# New user-Posts never appearing - review by moderator



## couple (Nov 6, 2010)

I recently registered and every time I post (about 5 or 6 posts from more than 24 hours ago) I get a message that they will appear after review by a moderator. I have gone through the email confirmation process and it appears that my account is OK. I also cannot get into the private members area so it seems that I am somehow a second class citizen here.

Are all posts by all members reviewed by the moderator or is this just a temporary thing until I post so many 'good' posts and I am trusted as a 'full member'? I am involved in other forums and it's a bit frustrating to spend time posting here and not see my posts and have no feedback at all. I hesitate to invest more time on this site if my posts disappear into the ether.

thank you.


----------



## Chris H. (Jan 27, 2007)

Because of heavy spam, we had to implement some extra spam protection that scans new member posts for possible spam and holds them for review by a moderator. Your posts, unfortunately, were flagged as spam even though they were not. They have all been approved now, and you should not have the problem again.

● Questions:
1. In the forum thread, set down word for word the passage starting at "I recently registered" and ending at "into the ether.".
2. Answer these from the forum thread:
(a) How many posts does the new user say they made?
(b) Which part of the site can the new user not get into?
(c) According to Chris H., what does the extra spam protection scan?
3. Put this sentence from the forum thread into Spanish: "They have all been approved now, and you should not have the problem again."
The records come from a separate source.

● Extracted records:

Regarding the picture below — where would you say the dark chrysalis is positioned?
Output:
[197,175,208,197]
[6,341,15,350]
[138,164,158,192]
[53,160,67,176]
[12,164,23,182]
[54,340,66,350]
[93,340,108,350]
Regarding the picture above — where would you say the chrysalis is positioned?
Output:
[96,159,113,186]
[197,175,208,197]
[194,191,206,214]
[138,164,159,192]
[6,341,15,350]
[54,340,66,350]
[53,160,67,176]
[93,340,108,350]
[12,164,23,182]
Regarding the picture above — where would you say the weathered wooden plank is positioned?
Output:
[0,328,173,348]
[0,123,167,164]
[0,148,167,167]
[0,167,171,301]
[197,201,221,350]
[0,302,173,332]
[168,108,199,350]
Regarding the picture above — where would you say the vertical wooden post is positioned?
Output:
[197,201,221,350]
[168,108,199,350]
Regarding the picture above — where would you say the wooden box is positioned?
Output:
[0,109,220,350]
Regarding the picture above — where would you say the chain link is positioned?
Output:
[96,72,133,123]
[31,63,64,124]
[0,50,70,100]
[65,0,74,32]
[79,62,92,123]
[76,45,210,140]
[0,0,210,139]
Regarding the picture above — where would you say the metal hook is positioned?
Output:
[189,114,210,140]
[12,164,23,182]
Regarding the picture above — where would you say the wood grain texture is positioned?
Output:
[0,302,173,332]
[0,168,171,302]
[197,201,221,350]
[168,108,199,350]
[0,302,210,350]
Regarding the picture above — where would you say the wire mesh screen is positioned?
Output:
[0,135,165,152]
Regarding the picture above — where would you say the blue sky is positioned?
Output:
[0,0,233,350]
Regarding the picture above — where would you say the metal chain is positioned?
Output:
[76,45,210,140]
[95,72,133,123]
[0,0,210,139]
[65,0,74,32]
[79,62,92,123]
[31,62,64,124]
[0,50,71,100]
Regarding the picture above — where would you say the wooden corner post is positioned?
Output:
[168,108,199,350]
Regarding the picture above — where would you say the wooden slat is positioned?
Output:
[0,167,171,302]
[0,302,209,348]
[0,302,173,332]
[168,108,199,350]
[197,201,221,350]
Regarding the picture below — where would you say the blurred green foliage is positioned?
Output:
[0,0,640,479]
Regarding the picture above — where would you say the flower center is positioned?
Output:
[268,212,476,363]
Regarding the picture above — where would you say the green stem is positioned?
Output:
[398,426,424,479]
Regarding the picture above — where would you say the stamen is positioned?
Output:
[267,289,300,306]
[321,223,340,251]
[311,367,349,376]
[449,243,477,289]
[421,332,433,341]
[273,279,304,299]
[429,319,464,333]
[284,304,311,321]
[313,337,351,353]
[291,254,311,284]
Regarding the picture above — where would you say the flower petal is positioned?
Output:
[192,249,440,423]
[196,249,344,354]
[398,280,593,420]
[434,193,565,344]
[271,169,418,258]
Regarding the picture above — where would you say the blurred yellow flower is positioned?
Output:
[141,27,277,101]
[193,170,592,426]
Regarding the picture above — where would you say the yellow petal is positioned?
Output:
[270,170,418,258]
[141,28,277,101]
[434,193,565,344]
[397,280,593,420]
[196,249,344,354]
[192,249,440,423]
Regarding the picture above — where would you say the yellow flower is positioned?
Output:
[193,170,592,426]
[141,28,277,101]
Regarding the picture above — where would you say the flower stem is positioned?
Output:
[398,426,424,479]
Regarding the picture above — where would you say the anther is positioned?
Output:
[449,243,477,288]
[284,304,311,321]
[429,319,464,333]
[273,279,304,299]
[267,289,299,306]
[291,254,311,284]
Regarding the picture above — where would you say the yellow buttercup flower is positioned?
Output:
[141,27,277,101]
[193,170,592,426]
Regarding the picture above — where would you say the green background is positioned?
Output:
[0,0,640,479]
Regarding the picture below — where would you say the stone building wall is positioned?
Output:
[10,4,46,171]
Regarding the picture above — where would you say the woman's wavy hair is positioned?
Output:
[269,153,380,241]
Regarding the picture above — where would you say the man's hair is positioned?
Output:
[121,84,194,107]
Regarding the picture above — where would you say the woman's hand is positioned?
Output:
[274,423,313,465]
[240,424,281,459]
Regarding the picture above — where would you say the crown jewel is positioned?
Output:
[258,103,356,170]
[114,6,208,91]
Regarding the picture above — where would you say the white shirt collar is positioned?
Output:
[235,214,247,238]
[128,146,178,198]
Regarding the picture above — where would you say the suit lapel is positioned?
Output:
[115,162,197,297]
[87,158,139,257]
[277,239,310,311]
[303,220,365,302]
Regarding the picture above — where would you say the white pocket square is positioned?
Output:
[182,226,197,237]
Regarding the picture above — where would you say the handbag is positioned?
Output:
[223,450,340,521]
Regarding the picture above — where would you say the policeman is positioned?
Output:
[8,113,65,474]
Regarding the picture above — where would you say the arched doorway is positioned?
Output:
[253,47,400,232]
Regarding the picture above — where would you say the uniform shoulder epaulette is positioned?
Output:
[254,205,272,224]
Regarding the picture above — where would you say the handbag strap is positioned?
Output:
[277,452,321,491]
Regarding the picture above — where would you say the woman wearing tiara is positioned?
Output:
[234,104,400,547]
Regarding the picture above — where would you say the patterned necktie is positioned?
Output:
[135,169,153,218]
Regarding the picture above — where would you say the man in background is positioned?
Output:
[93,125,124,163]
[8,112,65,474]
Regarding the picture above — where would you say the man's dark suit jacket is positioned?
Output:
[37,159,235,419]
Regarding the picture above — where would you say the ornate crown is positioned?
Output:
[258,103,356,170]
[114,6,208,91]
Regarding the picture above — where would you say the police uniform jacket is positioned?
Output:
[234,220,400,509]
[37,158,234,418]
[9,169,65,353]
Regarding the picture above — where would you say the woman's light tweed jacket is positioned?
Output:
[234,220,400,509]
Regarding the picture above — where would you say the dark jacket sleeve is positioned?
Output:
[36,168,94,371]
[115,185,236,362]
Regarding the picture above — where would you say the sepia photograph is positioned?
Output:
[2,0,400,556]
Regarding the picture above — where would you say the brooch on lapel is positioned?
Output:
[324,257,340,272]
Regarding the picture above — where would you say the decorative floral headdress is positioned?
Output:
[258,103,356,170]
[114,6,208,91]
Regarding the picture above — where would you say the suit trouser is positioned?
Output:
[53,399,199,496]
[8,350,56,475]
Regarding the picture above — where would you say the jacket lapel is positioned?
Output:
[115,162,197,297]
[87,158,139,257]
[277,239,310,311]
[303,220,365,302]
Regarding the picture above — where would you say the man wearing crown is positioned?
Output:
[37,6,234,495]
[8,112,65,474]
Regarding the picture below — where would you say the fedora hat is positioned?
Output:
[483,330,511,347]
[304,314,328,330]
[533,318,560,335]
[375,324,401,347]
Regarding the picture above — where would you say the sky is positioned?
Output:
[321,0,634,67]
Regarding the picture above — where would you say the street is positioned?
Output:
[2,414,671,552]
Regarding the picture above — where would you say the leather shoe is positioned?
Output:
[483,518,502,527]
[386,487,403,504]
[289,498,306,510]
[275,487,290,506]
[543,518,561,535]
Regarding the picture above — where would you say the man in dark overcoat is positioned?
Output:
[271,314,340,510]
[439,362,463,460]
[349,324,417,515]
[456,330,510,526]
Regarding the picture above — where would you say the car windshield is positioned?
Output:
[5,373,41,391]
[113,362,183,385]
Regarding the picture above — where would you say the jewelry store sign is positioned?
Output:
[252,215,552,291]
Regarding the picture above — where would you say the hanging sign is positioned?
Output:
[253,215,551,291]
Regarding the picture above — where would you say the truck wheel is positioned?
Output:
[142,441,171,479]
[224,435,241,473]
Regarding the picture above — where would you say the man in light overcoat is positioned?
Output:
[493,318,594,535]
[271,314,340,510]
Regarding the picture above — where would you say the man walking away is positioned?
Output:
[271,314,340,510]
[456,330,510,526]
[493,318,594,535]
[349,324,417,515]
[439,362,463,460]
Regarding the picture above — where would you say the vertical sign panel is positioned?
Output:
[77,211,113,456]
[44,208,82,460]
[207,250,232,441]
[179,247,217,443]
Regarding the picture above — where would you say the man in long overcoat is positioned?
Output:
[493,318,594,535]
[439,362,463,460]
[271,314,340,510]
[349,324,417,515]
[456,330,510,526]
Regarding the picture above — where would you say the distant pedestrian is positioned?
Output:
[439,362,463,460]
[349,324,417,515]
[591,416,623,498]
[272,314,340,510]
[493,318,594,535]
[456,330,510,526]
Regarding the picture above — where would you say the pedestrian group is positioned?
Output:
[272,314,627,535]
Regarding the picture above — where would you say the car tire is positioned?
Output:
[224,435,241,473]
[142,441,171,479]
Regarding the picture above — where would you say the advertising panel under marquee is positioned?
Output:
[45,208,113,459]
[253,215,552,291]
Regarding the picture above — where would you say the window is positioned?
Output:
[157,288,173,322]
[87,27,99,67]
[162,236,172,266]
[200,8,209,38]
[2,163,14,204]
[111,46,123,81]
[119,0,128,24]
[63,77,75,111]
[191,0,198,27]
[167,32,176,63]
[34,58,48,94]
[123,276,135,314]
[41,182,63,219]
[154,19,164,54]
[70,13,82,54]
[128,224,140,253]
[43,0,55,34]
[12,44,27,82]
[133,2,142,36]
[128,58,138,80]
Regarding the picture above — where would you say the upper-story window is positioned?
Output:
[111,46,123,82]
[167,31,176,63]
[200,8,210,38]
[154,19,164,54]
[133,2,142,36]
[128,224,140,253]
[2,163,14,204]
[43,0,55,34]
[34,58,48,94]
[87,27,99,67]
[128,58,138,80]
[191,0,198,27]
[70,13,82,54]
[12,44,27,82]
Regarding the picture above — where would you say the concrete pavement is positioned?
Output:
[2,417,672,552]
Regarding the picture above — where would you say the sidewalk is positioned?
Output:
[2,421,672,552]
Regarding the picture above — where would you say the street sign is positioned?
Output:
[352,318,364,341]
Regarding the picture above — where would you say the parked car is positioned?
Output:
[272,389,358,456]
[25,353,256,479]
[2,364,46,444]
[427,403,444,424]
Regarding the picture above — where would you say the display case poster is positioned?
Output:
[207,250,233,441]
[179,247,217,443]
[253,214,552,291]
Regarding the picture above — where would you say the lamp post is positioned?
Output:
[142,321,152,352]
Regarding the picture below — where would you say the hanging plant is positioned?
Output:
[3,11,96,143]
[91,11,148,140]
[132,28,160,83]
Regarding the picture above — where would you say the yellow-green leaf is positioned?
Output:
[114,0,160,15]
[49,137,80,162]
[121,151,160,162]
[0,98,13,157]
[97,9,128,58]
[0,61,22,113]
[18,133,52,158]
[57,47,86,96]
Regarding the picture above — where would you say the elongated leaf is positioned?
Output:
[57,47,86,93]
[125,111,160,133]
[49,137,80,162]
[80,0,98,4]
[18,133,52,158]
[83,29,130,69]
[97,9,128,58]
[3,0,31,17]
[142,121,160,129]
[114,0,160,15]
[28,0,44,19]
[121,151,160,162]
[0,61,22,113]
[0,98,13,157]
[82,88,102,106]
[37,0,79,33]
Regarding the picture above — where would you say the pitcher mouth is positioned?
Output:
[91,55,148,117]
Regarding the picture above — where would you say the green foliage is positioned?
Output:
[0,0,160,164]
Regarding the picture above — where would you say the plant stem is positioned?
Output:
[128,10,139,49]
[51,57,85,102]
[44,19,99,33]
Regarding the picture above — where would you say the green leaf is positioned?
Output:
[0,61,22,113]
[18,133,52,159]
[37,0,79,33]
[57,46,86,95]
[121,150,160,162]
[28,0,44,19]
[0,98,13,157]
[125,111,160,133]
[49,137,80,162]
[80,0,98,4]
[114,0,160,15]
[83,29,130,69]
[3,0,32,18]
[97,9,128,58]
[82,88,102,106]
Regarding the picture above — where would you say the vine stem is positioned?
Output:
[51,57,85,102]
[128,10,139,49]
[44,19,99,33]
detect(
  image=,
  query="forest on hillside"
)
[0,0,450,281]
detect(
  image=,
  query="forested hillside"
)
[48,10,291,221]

● Expected outputs:
1.
I recently registered and every time I post (about 5 or 6 posts from more than 24 hours ago) I get a message that they will appear after review by a moderator. I have gone through the email confirmation process and it appears that my account is OK. I also cannot get into the private members area so it seems that I am somehow a second class citizen here.

Are all posts by all members reviewed by the moderator or is this just a temporary thing until I post so many 'good' posts and I am trusted as a 'full member'? I am involved in other forums and it's a bit frustrating to spend time posting here and not see my posts and have no feedback at all. I hesitate to invest more time on this site if my posts disappear into the ether.

2.
(a) About 5 or 6 posts.
(b) The private members area.
(c) New member posts, for possible spam.

3. Ya se han aprobado todas, y no deberías volver a tener el problema.